| Directions |
Reproduce part of the Ruth and Boaz passage below word for word: begin at the words "What Happened at" and stop after "to Redeem Ruth?".

==== Given text

Read also: Book of Luke Summary by Chapter 1 24

Key Lessons from the Story of Ruth and Boaz

  • Loyal love often costs something, as it did when Ruth left her own people to stay with Naomi and Naomi’s God (Ruth 1:16).
  • God frequently works through faithful, ordinary work rather than dramatic signs, as He did while Ruth gleaned in the fields (Ruth 2).
  • No one is too much of an outsider for God’s grace, shown by a Moabite widow brought into the line of the Messiah (Ruth 4:13-17; Matthew 1:5).
  • Honor and integrity shape the whole story, in how both Ruth and Boaz act at the threshing floor and at the gate (Ruth 3; Ruth 4).
  • God can reverse emptiness into fullness in His own timing, turning Naomi’s bitter homecoming into a grandson in her arms (Ruth 1:21; 4:14-16).

For a deeper, chapter-by-chapter walk through the whole account, read our study: The Book of Ruth Summary by Chapter.

Frequently Asked Questions About Ruth and Boaz

Why Did Boaz Marry Ruth?

Boaz married Ruth as her kinsman-redeemer. He was a relative of Naomi’s late husband, and by marrying Ruth he could redeem the family land and raise up an heir in the dead man’s name (Ruth 4:9-10). Scripture also shows genuine respect and kindness on his part, since he had praised Ruth’s loyalty long before the marriage (Ruth 2:11-12; 3:10).

What Is a Kinsman-Redeemer?

A kinsman-redeemer, or goel in Hebrew, was a close relative who could step in to rescue a family member in trouble. He could buy back land the family had lost, redeem a relative from debt, and protect a widow and her family line (Leviticus 25:25). Boaz is the clearest example of this role in action.

How Is Boaz a Picture of Jesus?

Boaz follows a pattern that points forward to Christ. He was willing, able, and legally qualified to redeem, and he paid the full price to do it (Ruth 4:9-10). The New Testament presents Jesus as the Redeemer who bought His people with His own blood (1 Peter 1:18-19). Boaz is not Jesus, but his role as redeemer foreshadows the greater redemption Christ accomplished.

What Happened at the Threshing Floor in Ruth 3?

Following Naomi’s plan, Ruth went to the threshing floor at night, uncovered Boaz’s feet, and lay down. When he woke, she asked him to spread his skirt over her as a near kinsman, a request for marriage and protection (Ruth 3:7-9). The exact meaning of every detail is debated, but the text shows the encounter was handled with restraint, and Boaz guarded both their reputations.

Who Was the Nearer Kinsman Who Refused to Redeem Ruth?

The nearer kinsman was an unnamed relative who had the first legal right to redeem Elimelech’s land. He was willing to buy the field until he learned it also meant marrying Ruth and raising an heir for the dead, which he said would harm his own inheritance (Ruth 4:6). He gave up his right by handing his sandal to Boaz.

How Are Ruth and Boaz Related to David and Jesus?

Ruth and Boaz were the parents of Obed, who was the father of Jesse, who was the father of King David (Ruth 4:17). Through David’s line, both are named in the genealogy of Jesus Christ in the New Testament (Matthew 1:5; Luke 3:32).

Was Ruth a Moabite, and Why Does It Matter?

========
==== Information given

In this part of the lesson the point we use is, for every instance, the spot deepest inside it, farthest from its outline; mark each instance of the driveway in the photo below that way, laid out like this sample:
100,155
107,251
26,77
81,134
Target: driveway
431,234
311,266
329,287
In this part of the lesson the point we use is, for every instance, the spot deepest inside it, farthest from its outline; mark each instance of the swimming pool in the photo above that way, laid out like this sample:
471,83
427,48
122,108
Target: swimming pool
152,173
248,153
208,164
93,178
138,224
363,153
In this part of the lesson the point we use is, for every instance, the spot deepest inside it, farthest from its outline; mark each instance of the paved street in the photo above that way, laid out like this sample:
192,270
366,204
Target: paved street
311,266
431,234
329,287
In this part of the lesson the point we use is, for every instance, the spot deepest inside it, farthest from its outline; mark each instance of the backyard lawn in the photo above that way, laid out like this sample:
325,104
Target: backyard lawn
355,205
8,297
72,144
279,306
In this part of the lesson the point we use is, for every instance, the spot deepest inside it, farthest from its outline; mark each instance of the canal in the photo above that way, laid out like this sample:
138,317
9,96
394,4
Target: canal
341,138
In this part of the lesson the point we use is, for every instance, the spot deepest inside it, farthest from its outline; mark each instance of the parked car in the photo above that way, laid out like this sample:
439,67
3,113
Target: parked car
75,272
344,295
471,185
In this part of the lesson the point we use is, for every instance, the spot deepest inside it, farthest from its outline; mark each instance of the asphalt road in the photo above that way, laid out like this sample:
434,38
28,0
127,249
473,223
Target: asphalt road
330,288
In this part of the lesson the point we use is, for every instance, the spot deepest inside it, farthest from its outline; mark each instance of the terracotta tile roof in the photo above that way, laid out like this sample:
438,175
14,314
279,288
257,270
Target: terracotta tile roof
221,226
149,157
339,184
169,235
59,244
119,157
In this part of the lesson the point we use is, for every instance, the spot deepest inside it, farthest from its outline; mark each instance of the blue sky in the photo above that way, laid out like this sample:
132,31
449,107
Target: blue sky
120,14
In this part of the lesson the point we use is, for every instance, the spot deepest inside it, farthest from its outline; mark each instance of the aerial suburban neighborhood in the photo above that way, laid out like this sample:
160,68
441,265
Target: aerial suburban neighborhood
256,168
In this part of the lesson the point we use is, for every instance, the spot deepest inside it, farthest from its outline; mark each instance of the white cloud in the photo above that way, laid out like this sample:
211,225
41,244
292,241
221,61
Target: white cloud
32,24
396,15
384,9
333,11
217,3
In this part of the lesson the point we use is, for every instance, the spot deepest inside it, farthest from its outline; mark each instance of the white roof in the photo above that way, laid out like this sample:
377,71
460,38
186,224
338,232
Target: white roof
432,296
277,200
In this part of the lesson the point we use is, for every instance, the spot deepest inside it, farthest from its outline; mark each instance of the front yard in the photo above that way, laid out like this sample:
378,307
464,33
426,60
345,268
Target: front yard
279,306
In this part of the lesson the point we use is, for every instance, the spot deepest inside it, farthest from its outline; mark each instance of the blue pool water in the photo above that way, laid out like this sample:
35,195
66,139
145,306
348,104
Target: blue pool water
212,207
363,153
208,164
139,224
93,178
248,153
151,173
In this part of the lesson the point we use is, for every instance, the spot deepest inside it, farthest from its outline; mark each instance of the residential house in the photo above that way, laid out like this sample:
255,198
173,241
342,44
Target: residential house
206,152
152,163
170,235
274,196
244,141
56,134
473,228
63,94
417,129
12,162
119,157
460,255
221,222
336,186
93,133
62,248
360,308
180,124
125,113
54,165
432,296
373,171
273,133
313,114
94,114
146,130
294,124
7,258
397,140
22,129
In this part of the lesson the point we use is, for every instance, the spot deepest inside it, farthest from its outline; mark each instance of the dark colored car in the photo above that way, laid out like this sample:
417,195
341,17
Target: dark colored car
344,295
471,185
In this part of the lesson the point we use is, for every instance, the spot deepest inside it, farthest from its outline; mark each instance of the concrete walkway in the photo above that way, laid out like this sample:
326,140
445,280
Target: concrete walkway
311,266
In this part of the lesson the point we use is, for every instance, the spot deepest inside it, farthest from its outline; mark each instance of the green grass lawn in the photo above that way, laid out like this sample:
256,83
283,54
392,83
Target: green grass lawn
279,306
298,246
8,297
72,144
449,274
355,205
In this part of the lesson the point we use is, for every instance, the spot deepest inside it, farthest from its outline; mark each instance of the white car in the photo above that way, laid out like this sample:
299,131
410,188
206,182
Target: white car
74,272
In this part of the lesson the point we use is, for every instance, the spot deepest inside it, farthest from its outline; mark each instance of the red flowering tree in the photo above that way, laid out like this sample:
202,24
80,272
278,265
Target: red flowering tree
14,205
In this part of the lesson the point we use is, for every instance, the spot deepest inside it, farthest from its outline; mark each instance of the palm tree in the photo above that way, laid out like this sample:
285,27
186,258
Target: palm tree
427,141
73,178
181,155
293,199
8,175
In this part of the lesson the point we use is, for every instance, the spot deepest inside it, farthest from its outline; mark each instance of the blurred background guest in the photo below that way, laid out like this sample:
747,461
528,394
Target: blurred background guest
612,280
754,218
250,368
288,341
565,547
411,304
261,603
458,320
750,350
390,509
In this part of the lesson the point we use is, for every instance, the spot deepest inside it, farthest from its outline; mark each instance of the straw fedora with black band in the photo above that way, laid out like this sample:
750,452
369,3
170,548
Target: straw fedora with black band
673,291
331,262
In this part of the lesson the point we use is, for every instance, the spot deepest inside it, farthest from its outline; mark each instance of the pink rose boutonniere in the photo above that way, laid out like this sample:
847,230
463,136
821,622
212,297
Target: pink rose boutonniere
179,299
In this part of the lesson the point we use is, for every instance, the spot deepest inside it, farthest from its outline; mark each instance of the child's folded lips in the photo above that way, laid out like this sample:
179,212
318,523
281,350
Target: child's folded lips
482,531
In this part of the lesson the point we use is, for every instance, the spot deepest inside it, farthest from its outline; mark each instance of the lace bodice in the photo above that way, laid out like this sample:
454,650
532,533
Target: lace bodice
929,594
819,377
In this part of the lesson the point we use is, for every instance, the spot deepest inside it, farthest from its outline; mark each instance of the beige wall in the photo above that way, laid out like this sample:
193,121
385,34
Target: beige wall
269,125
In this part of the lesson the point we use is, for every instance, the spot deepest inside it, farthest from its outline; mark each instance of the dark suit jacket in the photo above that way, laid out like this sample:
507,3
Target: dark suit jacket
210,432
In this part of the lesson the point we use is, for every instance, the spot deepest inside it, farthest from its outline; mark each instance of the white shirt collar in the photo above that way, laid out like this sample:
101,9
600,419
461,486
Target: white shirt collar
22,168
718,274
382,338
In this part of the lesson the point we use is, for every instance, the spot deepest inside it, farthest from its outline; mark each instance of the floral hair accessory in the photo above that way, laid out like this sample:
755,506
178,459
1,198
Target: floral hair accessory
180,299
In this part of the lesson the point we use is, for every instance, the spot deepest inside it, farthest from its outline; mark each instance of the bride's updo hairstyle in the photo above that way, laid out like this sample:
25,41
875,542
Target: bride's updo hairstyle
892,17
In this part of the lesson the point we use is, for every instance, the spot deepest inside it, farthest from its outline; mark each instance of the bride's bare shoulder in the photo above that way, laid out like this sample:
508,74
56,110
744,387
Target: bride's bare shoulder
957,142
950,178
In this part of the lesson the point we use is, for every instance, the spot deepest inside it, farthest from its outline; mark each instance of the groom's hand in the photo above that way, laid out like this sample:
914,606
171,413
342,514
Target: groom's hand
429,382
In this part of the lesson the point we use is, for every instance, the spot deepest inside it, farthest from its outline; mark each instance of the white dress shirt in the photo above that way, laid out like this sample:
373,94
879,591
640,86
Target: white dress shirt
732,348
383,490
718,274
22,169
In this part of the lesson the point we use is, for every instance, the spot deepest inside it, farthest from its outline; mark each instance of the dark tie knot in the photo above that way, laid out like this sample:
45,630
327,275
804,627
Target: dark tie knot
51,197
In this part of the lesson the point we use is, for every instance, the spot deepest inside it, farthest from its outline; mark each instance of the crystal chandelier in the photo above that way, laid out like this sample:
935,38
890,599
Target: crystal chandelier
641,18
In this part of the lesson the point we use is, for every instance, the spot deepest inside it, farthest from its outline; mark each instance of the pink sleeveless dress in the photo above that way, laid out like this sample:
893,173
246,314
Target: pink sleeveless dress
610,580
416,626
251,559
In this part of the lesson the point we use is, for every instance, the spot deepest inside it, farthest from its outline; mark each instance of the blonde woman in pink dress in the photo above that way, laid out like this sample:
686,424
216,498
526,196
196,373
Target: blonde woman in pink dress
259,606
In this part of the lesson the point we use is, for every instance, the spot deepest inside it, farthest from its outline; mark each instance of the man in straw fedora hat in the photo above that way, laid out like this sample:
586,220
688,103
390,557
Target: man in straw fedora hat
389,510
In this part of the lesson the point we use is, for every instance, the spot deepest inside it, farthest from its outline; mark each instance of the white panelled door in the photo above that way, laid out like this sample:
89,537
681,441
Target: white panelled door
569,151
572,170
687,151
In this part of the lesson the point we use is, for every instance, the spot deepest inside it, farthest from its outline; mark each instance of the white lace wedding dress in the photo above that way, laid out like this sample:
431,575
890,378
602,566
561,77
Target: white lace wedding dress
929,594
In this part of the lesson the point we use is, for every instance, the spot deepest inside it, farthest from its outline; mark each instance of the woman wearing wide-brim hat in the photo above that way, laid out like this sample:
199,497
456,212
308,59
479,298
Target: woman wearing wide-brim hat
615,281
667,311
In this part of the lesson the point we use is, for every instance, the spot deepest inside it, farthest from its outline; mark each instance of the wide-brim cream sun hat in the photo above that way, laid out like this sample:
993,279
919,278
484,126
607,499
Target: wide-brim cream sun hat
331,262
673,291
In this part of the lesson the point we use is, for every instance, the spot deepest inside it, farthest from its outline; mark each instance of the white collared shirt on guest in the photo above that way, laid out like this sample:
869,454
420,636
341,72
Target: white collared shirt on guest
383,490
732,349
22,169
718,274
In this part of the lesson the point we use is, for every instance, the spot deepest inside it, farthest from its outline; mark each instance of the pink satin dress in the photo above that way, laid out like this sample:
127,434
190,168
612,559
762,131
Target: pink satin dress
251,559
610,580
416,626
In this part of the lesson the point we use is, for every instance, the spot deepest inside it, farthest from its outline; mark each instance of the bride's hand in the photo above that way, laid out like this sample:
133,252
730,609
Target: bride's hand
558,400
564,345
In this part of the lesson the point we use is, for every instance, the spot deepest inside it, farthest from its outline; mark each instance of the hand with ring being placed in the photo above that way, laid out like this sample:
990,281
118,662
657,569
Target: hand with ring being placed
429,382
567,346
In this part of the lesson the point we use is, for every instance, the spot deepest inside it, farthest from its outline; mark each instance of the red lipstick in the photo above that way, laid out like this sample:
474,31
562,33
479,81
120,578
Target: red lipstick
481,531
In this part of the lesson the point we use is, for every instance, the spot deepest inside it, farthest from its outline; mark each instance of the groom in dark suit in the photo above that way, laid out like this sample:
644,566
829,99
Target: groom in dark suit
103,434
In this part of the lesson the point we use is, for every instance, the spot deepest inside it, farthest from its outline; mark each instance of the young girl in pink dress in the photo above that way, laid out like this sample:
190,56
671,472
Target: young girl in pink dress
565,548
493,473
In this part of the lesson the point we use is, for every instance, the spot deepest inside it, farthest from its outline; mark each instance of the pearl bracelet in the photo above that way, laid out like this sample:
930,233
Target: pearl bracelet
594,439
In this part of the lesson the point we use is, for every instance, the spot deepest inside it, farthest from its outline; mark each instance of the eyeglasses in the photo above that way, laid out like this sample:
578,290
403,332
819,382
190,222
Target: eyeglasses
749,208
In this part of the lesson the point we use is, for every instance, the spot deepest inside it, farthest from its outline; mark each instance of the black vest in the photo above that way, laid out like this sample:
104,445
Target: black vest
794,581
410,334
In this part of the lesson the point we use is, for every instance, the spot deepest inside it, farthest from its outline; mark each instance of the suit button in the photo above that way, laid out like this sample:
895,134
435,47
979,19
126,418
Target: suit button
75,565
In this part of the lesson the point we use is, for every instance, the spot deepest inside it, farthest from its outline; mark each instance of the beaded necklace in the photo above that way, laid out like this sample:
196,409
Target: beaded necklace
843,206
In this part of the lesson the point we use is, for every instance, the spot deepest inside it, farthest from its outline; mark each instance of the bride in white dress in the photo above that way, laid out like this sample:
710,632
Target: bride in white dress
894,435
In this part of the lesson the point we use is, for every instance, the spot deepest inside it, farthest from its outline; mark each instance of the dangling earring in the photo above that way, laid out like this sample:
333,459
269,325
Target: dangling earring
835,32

========

| Your response |
What Happened at the Threshing Floor in Ruth 3?

Following Naomi’s plan, Ruth went to the threshing floor at night, uncovered Boaz’s feet, and lay down. When he woke, she asked him to spread his skirt over her as a near kinsman, a request for marriage and protection (Ruth 3:7-9). The exact meaning of every detail is debated, but the text shows the encounter was handled with restraint, and Boaz guarded both their reputations.

Who Was the Nearer Kinsman Who Refused to Redeem Ruth?